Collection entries

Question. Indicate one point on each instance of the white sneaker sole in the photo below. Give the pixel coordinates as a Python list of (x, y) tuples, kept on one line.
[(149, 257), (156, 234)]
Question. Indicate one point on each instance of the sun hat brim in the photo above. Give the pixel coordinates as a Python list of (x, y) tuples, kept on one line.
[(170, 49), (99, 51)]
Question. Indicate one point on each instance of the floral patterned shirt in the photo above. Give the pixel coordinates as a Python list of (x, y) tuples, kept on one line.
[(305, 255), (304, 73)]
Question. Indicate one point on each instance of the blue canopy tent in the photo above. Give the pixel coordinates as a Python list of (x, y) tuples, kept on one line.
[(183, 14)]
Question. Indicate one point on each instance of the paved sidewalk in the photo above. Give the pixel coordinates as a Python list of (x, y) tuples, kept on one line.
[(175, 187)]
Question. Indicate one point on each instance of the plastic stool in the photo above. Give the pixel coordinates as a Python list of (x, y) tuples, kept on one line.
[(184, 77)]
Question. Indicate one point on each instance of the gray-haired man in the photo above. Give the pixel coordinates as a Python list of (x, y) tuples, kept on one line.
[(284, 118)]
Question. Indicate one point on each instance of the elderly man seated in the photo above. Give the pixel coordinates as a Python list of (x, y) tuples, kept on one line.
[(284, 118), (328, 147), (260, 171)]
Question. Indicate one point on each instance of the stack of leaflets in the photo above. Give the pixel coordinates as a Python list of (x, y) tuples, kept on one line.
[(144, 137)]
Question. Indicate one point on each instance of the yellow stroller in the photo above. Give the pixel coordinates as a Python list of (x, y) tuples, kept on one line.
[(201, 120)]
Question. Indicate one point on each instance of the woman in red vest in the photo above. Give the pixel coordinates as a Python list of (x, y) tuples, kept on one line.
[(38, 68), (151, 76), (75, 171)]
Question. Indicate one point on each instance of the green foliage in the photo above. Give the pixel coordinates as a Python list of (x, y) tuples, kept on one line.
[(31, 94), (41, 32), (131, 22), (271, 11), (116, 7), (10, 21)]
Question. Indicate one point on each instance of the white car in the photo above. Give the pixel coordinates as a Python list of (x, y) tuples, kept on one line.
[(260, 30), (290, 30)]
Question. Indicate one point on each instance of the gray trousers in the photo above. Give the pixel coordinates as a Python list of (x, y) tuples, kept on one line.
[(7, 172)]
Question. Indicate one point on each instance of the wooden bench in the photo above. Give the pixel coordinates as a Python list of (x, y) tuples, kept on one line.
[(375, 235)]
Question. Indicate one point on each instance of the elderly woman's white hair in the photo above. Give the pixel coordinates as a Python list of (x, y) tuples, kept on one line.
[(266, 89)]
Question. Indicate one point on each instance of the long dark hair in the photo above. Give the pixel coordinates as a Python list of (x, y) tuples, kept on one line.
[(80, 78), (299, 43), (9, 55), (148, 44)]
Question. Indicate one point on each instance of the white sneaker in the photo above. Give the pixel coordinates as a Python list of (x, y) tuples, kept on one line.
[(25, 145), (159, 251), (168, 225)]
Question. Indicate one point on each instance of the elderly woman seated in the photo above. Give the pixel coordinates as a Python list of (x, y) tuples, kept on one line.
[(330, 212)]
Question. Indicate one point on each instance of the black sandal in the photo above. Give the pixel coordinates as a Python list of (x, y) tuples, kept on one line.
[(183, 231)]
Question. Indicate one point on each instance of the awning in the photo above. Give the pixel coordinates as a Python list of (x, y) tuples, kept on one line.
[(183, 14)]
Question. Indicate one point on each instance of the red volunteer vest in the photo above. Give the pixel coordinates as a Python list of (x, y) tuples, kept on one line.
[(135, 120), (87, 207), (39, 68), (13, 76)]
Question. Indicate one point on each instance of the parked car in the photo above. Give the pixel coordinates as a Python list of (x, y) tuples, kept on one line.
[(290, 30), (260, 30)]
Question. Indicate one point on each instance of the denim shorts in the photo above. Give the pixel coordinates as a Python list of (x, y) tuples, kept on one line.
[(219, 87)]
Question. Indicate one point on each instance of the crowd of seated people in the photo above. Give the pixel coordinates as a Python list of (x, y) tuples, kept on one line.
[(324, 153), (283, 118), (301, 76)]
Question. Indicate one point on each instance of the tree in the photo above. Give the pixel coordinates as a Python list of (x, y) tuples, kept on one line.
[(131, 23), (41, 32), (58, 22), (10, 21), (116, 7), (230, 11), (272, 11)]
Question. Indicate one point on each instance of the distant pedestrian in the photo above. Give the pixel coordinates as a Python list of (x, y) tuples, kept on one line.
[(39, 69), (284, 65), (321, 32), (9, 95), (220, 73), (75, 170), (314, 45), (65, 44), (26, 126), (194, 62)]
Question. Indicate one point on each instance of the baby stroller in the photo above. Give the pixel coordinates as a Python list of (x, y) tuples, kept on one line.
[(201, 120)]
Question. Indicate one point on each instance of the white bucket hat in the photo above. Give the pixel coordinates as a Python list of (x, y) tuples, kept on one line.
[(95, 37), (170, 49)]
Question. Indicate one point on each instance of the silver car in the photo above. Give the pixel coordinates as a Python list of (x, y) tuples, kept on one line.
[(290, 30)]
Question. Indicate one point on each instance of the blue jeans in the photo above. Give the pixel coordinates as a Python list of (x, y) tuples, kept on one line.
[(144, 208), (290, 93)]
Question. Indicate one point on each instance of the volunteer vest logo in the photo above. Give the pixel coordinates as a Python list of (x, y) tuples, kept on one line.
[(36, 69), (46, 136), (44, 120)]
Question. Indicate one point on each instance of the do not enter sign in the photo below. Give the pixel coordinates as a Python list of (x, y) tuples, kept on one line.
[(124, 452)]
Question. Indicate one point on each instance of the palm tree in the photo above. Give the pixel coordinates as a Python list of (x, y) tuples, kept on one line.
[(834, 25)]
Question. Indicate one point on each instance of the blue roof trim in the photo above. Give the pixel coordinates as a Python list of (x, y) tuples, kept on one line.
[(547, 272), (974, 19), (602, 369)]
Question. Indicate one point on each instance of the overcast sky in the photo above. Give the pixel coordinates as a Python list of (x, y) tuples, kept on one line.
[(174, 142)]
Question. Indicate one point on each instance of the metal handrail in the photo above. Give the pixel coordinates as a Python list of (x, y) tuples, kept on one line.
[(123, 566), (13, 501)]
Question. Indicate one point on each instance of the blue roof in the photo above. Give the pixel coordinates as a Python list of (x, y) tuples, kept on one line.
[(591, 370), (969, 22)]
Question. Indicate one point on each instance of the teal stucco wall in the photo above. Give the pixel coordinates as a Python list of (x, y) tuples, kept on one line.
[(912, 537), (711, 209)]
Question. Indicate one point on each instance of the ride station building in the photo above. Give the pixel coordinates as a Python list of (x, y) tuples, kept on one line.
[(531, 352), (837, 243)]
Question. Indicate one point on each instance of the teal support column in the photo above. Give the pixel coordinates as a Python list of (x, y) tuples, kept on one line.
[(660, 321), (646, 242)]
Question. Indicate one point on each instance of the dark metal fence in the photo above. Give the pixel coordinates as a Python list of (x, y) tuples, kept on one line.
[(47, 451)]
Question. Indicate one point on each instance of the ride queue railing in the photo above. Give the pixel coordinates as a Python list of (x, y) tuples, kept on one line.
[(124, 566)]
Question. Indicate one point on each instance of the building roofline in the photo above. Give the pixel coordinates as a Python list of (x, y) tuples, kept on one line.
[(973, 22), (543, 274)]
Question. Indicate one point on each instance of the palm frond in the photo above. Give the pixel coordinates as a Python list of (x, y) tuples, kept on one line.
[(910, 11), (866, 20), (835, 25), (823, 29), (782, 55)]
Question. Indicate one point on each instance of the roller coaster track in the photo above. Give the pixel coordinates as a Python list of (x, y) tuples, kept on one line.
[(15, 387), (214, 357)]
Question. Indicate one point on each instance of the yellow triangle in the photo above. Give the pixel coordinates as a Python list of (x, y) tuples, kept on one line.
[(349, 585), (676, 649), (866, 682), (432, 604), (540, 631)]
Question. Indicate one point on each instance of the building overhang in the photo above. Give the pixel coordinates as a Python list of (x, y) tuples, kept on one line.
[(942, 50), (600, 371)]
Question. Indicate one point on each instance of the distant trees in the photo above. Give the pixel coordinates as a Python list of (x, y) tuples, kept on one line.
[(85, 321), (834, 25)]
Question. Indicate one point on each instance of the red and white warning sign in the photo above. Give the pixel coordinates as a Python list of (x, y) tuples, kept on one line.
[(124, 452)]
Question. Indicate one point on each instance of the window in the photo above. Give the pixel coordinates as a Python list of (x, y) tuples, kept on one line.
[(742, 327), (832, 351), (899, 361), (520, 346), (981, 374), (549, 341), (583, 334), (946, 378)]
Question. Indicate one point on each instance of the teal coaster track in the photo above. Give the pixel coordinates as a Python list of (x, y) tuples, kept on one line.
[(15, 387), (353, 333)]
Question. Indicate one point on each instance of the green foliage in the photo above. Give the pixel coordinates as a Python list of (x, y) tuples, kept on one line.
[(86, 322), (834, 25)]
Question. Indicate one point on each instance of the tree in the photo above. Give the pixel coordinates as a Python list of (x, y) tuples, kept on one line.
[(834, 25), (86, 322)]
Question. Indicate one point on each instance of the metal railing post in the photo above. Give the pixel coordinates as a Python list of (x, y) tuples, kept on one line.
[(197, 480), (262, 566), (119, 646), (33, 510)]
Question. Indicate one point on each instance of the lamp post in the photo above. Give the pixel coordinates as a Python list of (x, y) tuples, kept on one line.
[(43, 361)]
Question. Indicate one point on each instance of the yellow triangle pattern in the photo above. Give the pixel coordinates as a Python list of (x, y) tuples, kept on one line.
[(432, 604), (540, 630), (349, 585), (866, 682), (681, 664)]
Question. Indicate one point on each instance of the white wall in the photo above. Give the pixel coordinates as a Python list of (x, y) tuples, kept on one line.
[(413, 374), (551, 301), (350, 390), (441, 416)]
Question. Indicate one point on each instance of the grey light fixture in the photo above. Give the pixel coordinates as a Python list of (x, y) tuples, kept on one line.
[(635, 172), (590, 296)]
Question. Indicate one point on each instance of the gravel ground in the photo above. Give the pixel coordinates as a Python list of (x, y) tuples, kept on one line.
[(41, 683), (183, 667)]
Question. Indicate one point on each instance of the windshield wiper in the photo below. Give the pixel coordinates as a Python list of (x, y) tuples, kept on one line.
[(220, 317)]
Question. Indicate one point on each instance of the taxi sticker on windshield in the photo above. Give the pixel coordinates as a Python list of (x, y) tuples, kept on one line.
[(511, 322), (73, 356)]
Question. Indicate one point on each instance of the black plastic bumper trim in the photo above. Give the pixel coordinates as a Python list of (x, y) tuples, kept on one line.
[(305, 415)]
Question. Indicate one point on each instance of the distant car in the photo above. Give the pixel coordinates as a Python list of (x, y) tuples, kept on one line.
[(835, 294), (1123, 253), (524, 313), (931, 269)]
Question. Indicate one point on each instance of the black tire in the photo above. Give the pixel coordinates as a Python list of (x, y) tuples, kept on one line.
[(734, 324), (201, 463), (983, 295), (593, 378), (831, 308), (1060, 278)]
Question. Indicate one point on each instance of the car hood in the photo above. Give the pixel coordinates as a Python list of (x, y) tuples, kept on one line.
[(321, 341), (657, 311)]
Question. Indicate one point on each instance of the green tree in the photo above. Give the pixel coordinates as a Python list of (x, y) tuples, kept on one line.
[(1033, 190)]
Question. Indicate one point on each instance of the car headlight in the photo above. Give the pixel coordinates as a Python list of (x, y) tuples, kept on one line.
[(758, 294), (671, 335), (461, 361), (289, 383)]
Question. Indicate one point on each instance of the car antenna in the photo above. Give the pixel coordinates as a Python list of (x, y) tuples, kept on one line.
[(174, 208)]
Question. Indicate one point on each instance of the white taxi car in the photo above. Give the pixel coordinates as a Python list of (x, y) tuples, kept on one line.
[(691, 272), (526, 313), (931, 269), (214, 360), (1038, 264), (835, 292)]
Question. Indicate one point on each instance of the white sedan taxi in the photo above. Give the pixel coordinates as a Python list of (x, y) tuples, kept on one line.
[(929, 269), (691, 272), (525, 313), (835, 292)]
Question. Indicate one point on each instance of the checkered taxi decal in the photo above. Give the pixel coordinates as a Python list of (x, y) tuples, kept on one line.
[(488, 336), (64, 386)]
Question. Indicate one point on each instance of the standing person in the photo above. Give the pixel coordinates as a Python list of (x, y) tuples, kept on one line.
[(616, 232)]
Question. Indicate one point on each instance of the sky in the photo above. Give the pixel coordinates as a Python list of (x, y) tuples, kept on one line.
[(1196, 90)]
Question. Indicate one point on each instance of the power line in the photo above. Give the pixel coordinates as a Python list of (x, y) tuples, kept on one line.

WHAT YOU ARE ASKED TO DO:
Starting at the line that contains "Question. Indicate one point on each instance of the sky" and stopping at the end of the listing, write those lines out again with "pixel" replaced by "image" and nothing else changed.

SOLUTION TO THE EXERCISE:
Question. Indicate one point on each instance of the sky in the photo above. Give the image coordinates as a Python list of (x, y) tuples, kept on one line.
[(1196, 90)]
Question. Indicate one point on each instance of the power line in the photo above. Give the image coordinates as a Python list of (x, y) tuples, kept on one line.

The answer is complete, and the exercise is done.